## Job item A
In the PrivacyLens documentation, set down the passage that begins at the words "SENTRY_TRACES_SAMPLE_RATE 0.0 Performance" and stops after the words "Browser-side API base.".
## Job item B
Write the next part of the PrivacyLens documentation, picking up right after its last sentence.

## Reading text
· · · · · · ·

AUTH_DEV_MODE false When true, identity comes from X-User-Id / X-Tenant-Id / X-Role headers (local-dev only).
RATE_LIMIT_ENABLED true Toggle the per-(tenant, user) rate limiter.
RATE_LIMIT_REQUESTS_PER_MINUTE 120 Fixed-window quota.
SIM_CACHE_TTL_SECONDS 600 TTL for cached simulation previews.
SENTRY_DSN empty Set to enable Sentry; empty disables.
SENTRY_ENVIRONMENT dev Sentry environment tag.
SENTRY_TRACES_SAMPLE_RATE 0.0 Performance sampling fraction.
DATABASE_URL (compose default) Override only if you point both host + container to the same managed Postgres.
REDIS_URL (compose default) Leave unset to disable cross-replica shared state.
VITE_API_BASE_URL http://localhost:8000 Browser-side API base.
VITE_WS_BASE_URL ws://localhost:8000 Browser-side WebSocket base.

Production guard: the backend refuses to start when ENV=production and AUTH_DEV_MODE=true, or JWT_SECRET is left at the shipped default.


Authentication & roles

PrivacyLens ships real password login with JWT bearer tokens — there is no public signup; accounts are seeded by an admin.

Roles

Role Can do
ADMIN Everything ANALYST can do, plus: create users, upload + register datasets, archive datasets.
ANALYST Run queries, simulate previews, view their own history, view the audit log for their tenant.
AUDITOR Read-only — view datasets, audit log, attack flags. Cannot run queries.

Programmatic login

curl -X POST http://localhost:8000/v1/auth/login \
  -H 'Content-Type: application/json' \
  -d '{"username":"analyst@demo.local","password":"demo"}'

TOKEN=...   # returned access_token
curl -H "Authorization: Bearer $TOKEN" http://localhost:8000/v1/auth/me

The frontend stores the JWT in localStorage under privacylens_token, attaches it to every API call, and clears it on logout or HTTP 401.


Dataset registration

Datasets carry their own ε-budget, clipping bounds, and allowed aggregations. Registration is an audit-bearing admin operation and can be done two ways.

From the UI (/admin/datasets/new)

  1. Upload — drag-and-drop a .csv or .parquet file (≤ 200 MiB; override with DATASET_UPLOAD_MAX_BYTES).
  2. Schema preview — the backend infers types via DuckDB and returns observed min/max plus a 10-row sample.
  3. Configure — edit dataset id, display name, per-column types, configured bounds, allowed aggregates, ε-budget, min_group_size.
  4. Register — bounds are validated against the staged file (registration fails when any column has > 1 % of rows outside the configured bounds). On success the dataset appears immediately in the Query Builder dropdown and a dataset_registered audit event is written.

· · · · · · ·

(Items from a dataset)
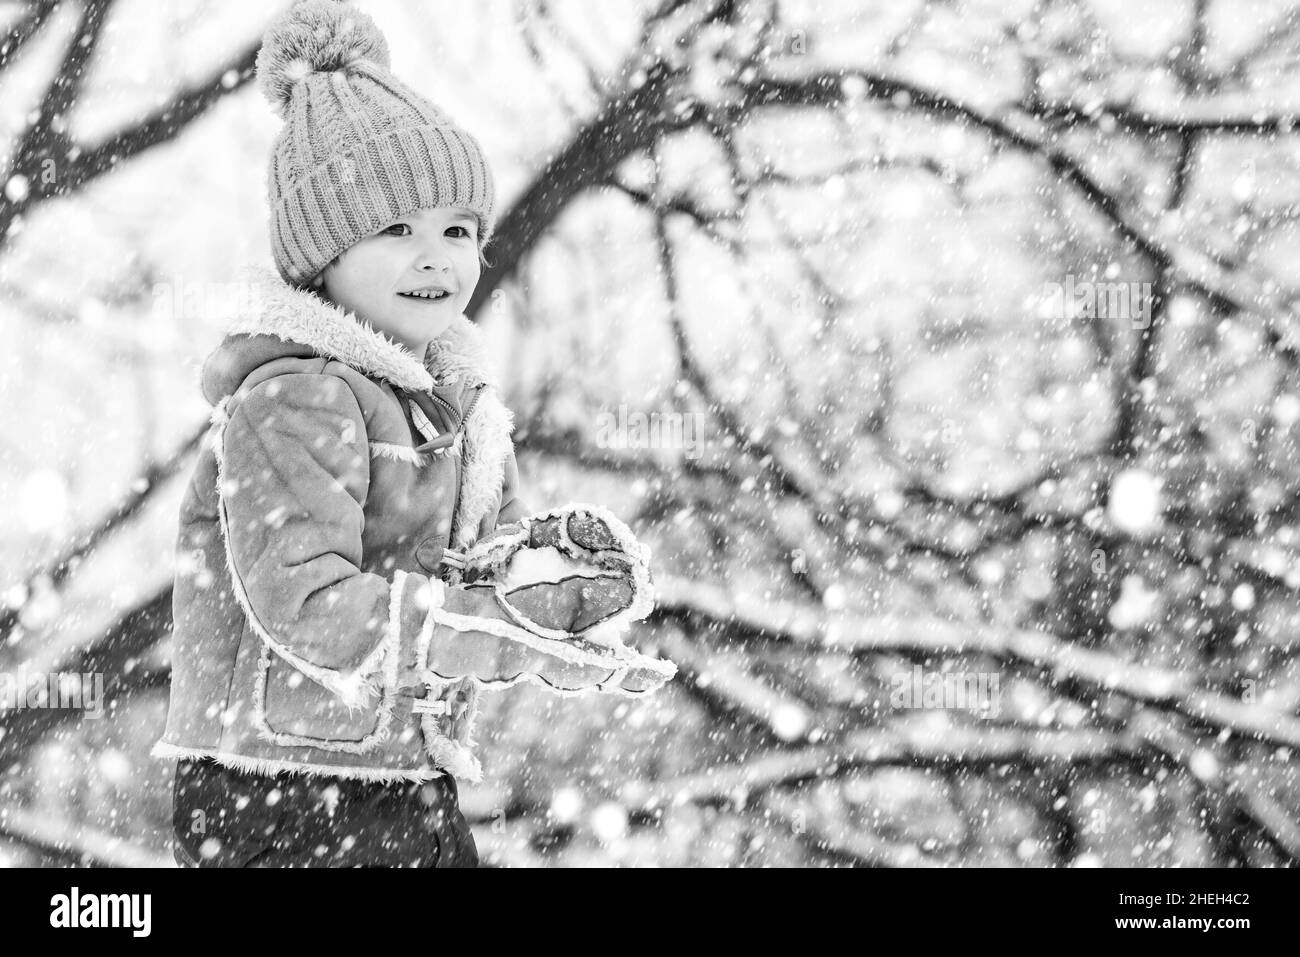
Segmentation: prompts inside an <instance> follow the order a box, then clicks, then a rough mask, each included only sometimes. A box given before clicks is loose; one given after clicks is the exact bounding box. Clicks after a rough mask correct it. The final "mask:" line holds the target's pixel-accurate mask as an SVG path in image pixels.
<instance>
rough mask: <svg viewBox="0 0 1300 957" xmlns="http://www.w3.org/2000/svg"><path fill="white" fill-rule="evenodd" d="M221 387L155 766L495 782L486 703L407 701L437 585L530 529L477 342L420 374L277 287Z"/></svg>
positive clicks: (299, 298)
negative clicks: (481, 764)
mask: <svg viewBox="0 0 1300 957" xmlns="http://www.w3.org/2000/svg"><path fill="white" fill-rule="evenodd" d="M256 289H257V290H259V294H257V296H256V299H255V302H253V304H251V306H250V307H248V308H244V309H240V315H239V316H238V317H237V319H235V321H234V322H233V324H231V328H230V329H229V334H227V335H226V338H225V339H224V341H222V343H221V346H220V347H218V348H217V350H216V351H214V352H213V354H212V356H211V358H209V359H208V361H207V364H205V365H204V371H203V390H204V395H205V397H207V399H208V402H209V403H211V404H212V406H213V412H212V428H211V429H209V430H208V433H207V438H205V441H204V443H203V445H201V449H200V452H199V458H198V463H196V465H195V469H194V476H192V480H191V482H190V486H188V489H187V492H186V495H185V501H183V505H182V507H181V516H179V537H178V546H177V572H175V590H174V598H173V615H174V642H173V664H172V697H170V705H169V710H168V720H166V728H165V732H164V735H162V737H161V740H160V741H159V742H157V744H156V745H155V749H153V754H155V755H156V757H164V758H182V757H200V755H205V757H211V758H213V759H216V761H218V762H221V763H224V765H227V766H231V767H238V768H243V770H255V771H260V772H264V774H276V772H279V771H299V772H308V774H328V775H334V776H343V778H360V779H370V780H428V779H430V778H435V776H438V775H441V774H442V772H443V771H447V772H450V774H451V775H452V776H454V778H458V779H469V780H480V779H481V775H482V772H481V768H480V766H478V762H477V759H476V757H474V754H473V740H472V732H473V722H474V716H476V714H477V706H478V702H477V694H478V688H477V684H476V683H474V681H473V679H464V680H461V681H456V683H452V684H451V687H450V688H447V689H445V690H443V692H441V693H439V694H438V696H437V697H438V698H439V700H437V701H422V702H420V703H419V705H415V702H413V701H412V698H411V697H409V694H399V693H398V685H399V675H400V674H402V668H403V666H404V664H406V663H409V662H413V661H415V659H416V650H415V649H416V646H417V642H419V640H420V631H421V627H422V625H424V624H425V620H426V616H428V609H429V602H430V589H432V588H433V586H434V585H432V584H430V581H432V579H433V577H439V579H443V580H446V581H454V577H452V576H454V575H455V573H456V572H454V571H450V570H448V567H447V566H445V564H443V562H442V558H443V550H445V549H448V547H450V549H454V550H458V551H463V550H464V549H467V547H468V546H469V545H472V544H473V542H474V541H477V540H478V538H480V537H481V536H484V534H486V533H489V532H491V531H493V529H494V528H495V527H497V525H498V524H504V523H508V521H515V520H519V519H520V518H523V516H524V515H526V514H528V508H526V507H525V506H524V503H523V502H520V499H519V497H517V492H516V489H517V485H519V472H517V467H516V464H515V452H513V446H512V443H511V439H510V433H511V429H512V420H511V415H510V412H508V411H507V410H506V407H504V406H503V404H502V402H500V399H499V398H498V395H497V389H495V386H494V385H493V382H491V381H490V380H489V377H487V369H486V363H485V354H484V346H482V342H481V338H480V333H478V330H477V328H476V326H474V325H473V324H472V322H471V321H469V320H468V319H465V317H464V316H458V317H456V319H455V320H454V322H452V325H451V326H450V329H448V330H447V332H446V333H445V334H443V335H442V337H439V338H438V339H434V341H433V342H432V343H430V345H429V350H428V352H426V354H425V356H424V360H422V361H421V360H420V359H417V358H416V356H415V355H413V354H412V352H411V351H409V350H407V348H404V347H403V346H400V345H396V343H394V342H393V341H391V339H389V338H387V337H385V335H381V334H380V333H377V332H376V330H374V329H373V328H372V326H369V324H364V322H360V321H357V319H356V317H355V316H354V315H352V313H348V312H346V311H344V309H342V308H339V307H337V306H334V304H331V303H329V302H326V300H324V299H321V298H320V296H317V295H316V294H315V293H312V291H308V290H303V289H298V287H294V286H290V285H287V283H285V282H283V281H281V280H279V278H278V277H273V276H270V274H263V276H261V278H260V280H259V282H257V286H256Z"/></svg>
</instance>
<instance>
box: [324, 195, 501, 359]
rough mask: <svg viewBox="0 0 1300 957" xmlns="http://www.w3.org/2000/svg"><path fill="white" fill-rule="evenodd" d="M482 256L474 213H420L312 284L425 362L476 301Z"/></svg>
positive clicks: (361, 245)
mask: <svg viewBox="0 0 1300 957" xmlns="http://www.w3.org/2000/svg"><path fill="white" fill-rule="evenodd" d="M478 256H480V254H478V220H477V217H476V216H474V215H473V213H472V212H469V211H468V209H463V208H460V207H450V205H447V207H437V208H426V209H416V211H415V212H412V213H409V215H408V216H403V217H402V218H399V220H395V221H394V222H393V224H391V225H389V226H385V228H383V229H381V230H380V231H378V233H374V234H373V235H368V237H367V238H365V239H361V241H359V242H356V243H354V244H352V246H350V247H348V248H347V250H344V251H343V252H342V254H341V255H339V256H338V259H335V260H334V261H333V263H330V264H329V265H328V267H325V270H324V272H322V273H321V274H320V276H317V277H316V278H315V280H313V281H312V287H313V289H315V290H316V291H317V293H320V294H321V295H322V296H324V298H325V299H328V300H329V302H331V303H335V304H337V306H341V307H342V308H344V309H347V311H348V312H352V313H354V315H356V317H357V319H360V320H364V321H367V322H369V324H370V325H372V326H374V329H376V330H378V332H381V333H383V334H385V335H387V337H389V338H390V339H393V341H394V342H398V343H399V345H403V346H406V347H407V348H409V350H411V351H412V352H415V355H416V358H419V359H422V358H424V352H425V348H428V345H429V342H430V341H432V339H435V338H438V337H439V335H442V333H445V332H446V330H447V326H448V325H451V320H452V319H455V317H456V316H459V315H460V313H461V312H464V311H465V307H467V306H468V304H469V296H471V295H472V294H473V291H474V286H476V285H478V274H480V269H481V264H480V257H478ZM420 293H424V295H420Z"/></svg>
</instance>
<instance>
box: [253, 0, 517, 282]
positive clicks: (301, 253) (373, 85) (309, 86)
mask: <svg viewBox="0 0 1300 957" xmlns="http://www.w3.org/2000/svg"><path fill="white" fill-rule="evenodd" d="M386 68H387V44H386V43H385V40H383V38H382V34H380V33H378V27H376V26H374V22H373V21H372V20H370V18H369V17H368V16H367V14H364V13H361V12H360V10H356V9H355V8H352V7H350V5H347V4H346V3H339V1H338V0H302V3H298V4H295V5H294V7H292V8H291V9H290V10H289V12H287V13H286V14H285V16H283V17H282V18H281V20H279V21H277V22H276V23H274V25H273V26H272V27H270V29H269V30H268V31H266V34H265V36H264V38H263V49H261V52H260V53H259V57H257V73H259V81H260V82H261V85H263V88H264V91H266V95H268V98H270V99H272V101H273V103H276V104H277V105H278V107H279V108H281V113H282V116H283V117H285V126H283V129H282V130H281V131H279V134H278V137H277V138H276V143H274V147H273V150H272V156H270V168H269V172H268V190H269V194H270V196H269V199H270V248H272V255H273V257H274V260H276V268H277V269H278V270H279V274H281V277H282V278H283V280H285V281H286V282H289V283H291V285H295V286H304V285H307V282H308V281H309V280H312V278H313V277H315V276H317V274H318V273H320V272H321V269H324V268H325V267H326V265H328V264H329V263H330V261H331V260H333V259H334V257H335V256H338V255H339V254H341V252H343V251H344V250H347V248H348V247H350V246H352V244H354V243H356V242H357V241H360V239H363V238H365V237H368V235H372V234H374V233H377V231H378V230H380V229H382V228H385V226H387V225H391V224H393V221H395V220H398V218H400V217H402V216H406V215H408V213H411V212H413V211H416V209H421V208H425V207H443V205H460V207H465V208H467V209H471V211H473V212H474V213H477V215H478V226H480V228H478V244H480V248H481V247H482V244H484V243H486V242H487V241H489V239H490V237H491V229H493V225H494V224H493V208H494V203H495V191H494V185H493V178H491V172H490V169H489V168H487V163H486V161H485V159H484V153H482V150H481V147H480V146H478V142H477V140H476V139H474V138H473V137H472V135H471V134H469V133H468V131H467V130H464V129H461V127H459V126H456V125H455V124H454V122H452V121H451V120H450V117H447V114H446V113H443V112H442V111H439V109H438V108H437V107H435V105H434V104H433V103H430V101H429V100H428V99H425V98H424V96H420V95H419V94H417V92H415V91H413V90H411V88H409V87H407V86H406V85H404V83H402V82H400V81H399V79H398V78H396V77H394V75H393V74H391V73H390V72H389V70H387V69H386Z"/></svg>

· · · · · · ·

## Task output A
SENTRY_TRACES_SAMPLE_RATE 0.0 Performance sampling fraction.
DATABASE_URL (compose default) Override only if you point both host + container to the same managed Postgres.
REDIS_URL (compose default) Leave unset to disable cross-replica shared state.
VITE_API_BASE_URL http://localhost:8000 Browser-side API base.

## Task output B
From the CLI

cd packages/backend
python -m scripts.register_dataset \
  --config datasets/employees_demo.yaml \
  [--force] [--archive] [--dry-run] [--skip-bounds-check]

Example config:

dataset_id:        employees_demo
display_name:      "Employees Demo"
parquet_path:      data/employees_demo.parquet
table_name:        employees_demo
epsilon_budget:    1.0
min_group_size:    50
allowed_aggregations: [count, sum, mean, percentile, histogram]
columns:
  - { name: salary,     type: numeric,     clipping_bounds: [20000, 250000] }
  - { name: department, type: categorical }
  - { name: hire_date,  type: date }
Audit event When
dataset_registered New dataset_id (or re-registering an archived one)
dataset_replaced --force after a column-set diff
dataset_archived --archive flag

See docs/DATASETS.md for the full lifecycle.


Running tests

make install            # one-time: pip install + npm install
make install-e2e        # one-time: Playwright browsers

make test               # full suite (backend + frontend unit)
make test-backend       # pytest only
make test-frontend      # Vitest only
make test-e2e           # Playwright (requires `make dev-detached && make seed`)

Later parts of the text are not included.